Dataset rows:
####
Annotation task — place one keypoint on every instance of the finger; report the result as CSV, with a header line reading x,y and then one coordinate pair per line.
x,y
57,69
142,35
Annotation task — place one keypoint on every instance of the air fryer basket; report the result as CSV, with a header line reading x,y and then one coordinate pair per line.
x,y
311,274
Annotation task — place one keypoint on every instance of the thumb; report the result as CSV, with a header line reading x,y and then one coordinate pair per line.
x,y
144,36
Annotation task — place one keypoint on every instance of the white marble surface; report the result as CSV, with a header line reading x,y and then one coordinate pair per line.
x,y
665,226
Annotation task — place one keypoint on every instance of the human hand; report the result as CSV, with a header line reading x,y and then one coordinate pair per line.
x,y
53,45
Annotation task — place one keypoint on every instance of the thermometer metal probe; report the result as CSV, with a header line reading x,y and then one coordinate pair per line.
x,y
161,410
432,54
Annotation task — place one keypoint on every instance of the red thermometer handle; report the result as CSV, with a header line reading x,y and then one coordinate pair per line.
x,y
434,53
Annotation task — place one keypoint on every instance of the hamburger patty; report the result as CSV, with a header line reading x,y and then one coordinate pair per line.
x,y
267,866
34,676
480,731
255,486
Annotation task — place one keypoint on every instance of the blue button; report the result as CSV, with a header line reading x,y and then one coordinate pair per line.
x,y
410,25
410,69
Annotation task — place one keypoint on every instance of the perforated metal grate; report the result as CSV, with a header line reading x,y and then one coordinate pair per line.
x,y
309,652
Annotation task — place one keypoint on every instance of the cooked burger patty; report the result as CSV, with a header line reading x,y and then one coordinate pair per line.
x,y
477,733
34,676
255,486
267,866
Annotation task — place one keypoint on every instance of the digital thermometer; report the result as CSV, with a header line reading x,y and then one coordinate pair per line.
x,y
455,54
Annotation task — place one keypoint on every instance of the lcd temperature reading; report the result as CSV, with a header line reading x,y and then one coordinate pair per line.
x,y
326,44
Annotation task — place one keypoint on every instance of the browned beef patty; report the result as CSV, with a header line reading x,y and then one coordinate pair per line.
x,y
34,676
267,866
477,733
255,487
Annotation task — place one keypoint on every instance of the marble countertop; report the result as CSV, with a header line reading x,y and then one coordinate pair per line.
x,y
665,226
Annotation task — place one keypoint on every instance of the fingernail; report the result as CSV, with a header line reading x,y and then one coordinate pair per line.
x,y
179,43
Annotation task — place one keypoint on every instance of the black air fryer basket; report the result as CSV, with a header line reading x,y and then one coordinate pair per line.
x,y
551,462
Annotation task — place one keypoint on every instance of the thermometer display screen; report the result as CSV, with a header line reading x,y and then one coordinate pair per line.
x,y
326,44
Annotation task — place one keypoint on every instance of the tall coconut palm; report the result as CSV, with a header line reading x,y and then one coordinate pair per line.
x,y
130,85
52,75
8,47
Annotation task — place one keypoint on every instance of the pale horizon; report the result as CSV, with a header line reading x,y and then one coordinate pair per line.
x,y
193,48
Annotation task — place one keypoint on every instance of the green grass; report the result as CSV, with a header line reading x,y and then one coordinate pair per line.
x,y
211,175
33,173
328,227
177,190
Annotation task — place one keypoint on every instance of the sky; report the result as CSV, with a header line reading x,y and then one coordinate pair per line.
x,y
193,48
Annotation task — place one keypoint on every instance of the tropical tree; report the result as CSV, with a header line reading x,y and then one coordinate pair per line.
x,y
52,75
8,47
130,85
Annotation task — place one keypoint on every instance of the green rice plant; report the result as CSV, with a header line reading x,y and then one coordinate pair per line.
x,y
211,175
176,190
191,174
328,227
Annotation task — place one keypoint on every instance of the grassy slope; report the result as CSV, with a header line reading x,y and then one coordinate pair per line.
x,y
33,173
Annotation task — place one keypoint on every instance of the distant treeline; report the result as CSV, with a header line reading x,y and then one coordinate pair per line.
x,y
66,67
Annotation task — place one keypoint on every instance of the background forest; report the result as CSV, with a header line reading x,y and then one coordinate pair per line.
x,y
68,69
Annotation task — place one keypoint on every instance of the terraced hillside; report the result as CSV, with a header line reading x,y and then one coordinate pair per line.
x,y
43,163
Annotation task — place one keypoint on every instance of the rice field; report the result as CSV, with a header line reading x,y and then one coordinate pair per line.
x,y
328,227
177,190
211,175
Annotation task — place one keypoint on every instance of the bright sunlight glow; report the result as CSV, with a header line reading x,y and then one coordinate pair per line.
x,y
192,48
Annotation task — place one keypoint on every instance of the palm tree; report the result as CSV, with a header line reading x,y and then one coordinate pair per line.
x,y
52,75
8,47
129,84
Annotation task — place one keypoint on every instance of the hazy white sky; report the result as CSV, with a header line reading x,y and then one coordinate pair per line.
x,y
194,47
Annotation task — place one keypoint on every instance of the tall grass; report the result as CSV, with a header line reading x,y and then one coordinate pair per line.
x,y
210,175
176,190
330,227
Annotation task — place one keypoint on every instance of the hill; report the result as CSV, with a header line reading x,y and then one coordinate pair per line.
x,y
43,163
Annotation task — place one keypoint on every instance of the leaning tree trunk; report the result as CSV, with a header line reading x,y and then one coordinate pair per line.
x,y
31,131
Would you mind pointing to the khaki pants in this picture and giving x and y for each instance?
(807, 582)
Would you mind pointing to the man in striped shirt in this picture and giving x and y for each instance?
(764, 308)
####
PROBLEM TO WORK ON
Extract every line above exactly as it stands.

TASK RESPONSE
Annotation task — place one keypoint on every instance of the finger; report the result as CSV, with a header line reading x,y and then one coordinate pair per line.
x,y
57,69
142,35
Annotation task — place one keypoint on every instance of the air fryer basket; report the result as CSV, with a header line reading x,y and then one coordinate pair per line.
x,y
311,274
Annotation task — place one keypoint on every instance of the thumb; report the result as CSV, with a header line reading x,y and then one coordinate pair per line.
x,y
144,36
Annotation task — place one keypoint on every instance of the white marble surface; report the result as CSV, with a header line reading x,y and then one coordinate pair per line.
x,y
665,226
Annotation task — place one keypoint on every instance of the human hand; report the result as CSV, with a header line reading x,y and then one coordinate pair per line.
x,y
53,45
Annotation task — place one keypoint on every instance of the thermometer metal probe; report the result as CSV, with a header line reading x,y and then one coordinate pair per line.
x,y
161,410
432,54
Annotation task — place one keypoint on every instance of the red thermometer handle; report the result as CSV, with a header line reading x,y and then one coordinate pair per line.
x,y
434,53
Annotation task — place one keypoint on every instance of the hamburger patty; report the result as CSV, with a header line reading x,y and then one coordinate pair per line.
x,y
267,866
34,676
480,731
255,486
Annotation task — place one keypoint on every instance of the blue button; report the result as CSV, with a header line reading x,y and then one coordinate pair per line.
x,y
410,25
410,69
Annotation task — place one keypoint on every instance of the perforated metal grate; report the result as CSV, with a header line reading x,y and then one coordinate pair per line.
x,y
309,652
Annotation task — place one keypoint on every instance of the cooked burger patty; report the result as CSV, with a header line reading x,y and then one coordinate pair per line.
x,y
477,733
34,676
255,486
267,866
Annotation task — place one keypoint on every instance of the digital thermometer; report the result as CSV, with a header line reading x,y and then one coordinate pair per line.
x,y
455,54
Annotation task — place one keypoint on every instance of the lcd temperature reading; report the result as CSV, with a header line reading x,y and then one coordinate pair per line.
x,y
326,44
Annotation task — place one keypoint on every instance of the browned beef patty; report the result as CSV, with a header line reading x,y and then one coordinate pair per line.
x,y
34,676
267,866
477,733
255,487
Annotation task — place one keypoint on every instance of the marble countertop; report the result as CSV, with a header line reading x,y and then one coordinate pair per line.
x,y
665,226
Annotation task — place one keypoint on every instance of the fingernail; report the result as CSV, with a header line reading x,y and then one coordinate pair per line.
x,y
179,43
Annotation task — place one keypoint on every instance of the black air fryer basket; report the result as CSV, with a header line reading x,y and then one coordinate pair per line.
x,y
551,462
Annotation task — place one keypoint on every instance of the thermometer display screen; report the result as CSV, with a header line reading x,y and then one coordinate pair per line.
x,y
326,44
Annotation task — place one keypoint on every instance of the tall coconut palm; report the result as CSV, with a header line reading x,y and then one coordinate pair per line.
x,y
130,85
52,75
8,47
Annotation task — place one keypoint on every instance of the pale horizon; report the result as CSV, with a header line reading x,y and then one coordinate pair per line.
x,y
193,48
Annotation task — place one keypoint on every instance of the green grass; report the result as CSV, with a header line reading x,y and then one coordinate pair per line.
x,y
211,175
33,173
328,227
177,190
Annotation task — place one keypoint on every instance of the sky; report the result as CSV, with a header line reading x,y and then one coordinate pair per line.
x,y
193,48
Annotation task — place one keypoint on every instance of the tropical tree; report the result as CSV, with a header line reading x,y and then one coordinate pair per line.
x,y
52,75
8,47
130,85
Annotation task — place one keypoint on every instance of the green rice plant; report the result as CSV, with a header line reading x,y and then one coordinate pair per line.
x,y
211,175
176,190
191,174
328,227
Annotation task — place one keypoint on every instance of the grassy slope; report the result as CSV, with a header line reading x,y and then one coordinate pair per line.
x,y
33,173
Annotation task — place one keypoint on every instance of the distant treeline; report the result as CSV, with a header line reading x,y and then one coordinate pair per line.
x,y
66,67
Annotation task — place one keypoint on every instance of the background forest; report the result as CSV, with a header line reading x,y and then one coordinate pair per line.
x,y
68,69
Annotation task — place one keypoint on every instance of the terraced hillside; report the result as CSV, with a header line reading x,y and then one coordinate pair per line.
x,y
43,163
Annotation task — place one keypoint on every instance of the rice field; report the result as CSV, with a header line reading x,y and then one coordinate pair per line.
x,y
328,227
177,190
211,175
Annotation task — place one keypoint on every instance of the bright sunlight glow; report the result as CSV, with a header line reading x,y and then one coordinate pair per line.
x,y
192,48
Annotation task — place one keypoint on every instance of the palm tree; report the result as CSV, with a header line reading x,y and then one coordinate pair per line.
x,y
52,75
8,47
129,84
Annotation task — place one keypoint on every instance of the hazy white sky; report the result as CSV, with a header line reading x,y and then one coordinate pair per line.
x,y
194,47
Annotation task — place one keypoint on every instance of the tall grass; report the result as CSV, with a header line reading x,y and then one coordinate pair per line.
x,y
210,175
176,190
330,227
Annotation task — place one keypoint on every instance of the hill; report the result as CSV, with a header line reading x,y and then one coordinate pair per line.
x,y
43,163
Annotation task — place one keypoint on every instance of the leaning tree trunk; report the result as CSV, with a header line reading x,y and then one coordinate pair per line.
x,y
31,131
Would you mind pointing to the khaki pants in this picture and giving x and y for each instance?
(807, 582)
Would you mind pointing to the man in striped shirt in this picture and giving x and y for each instance?
(764, 308)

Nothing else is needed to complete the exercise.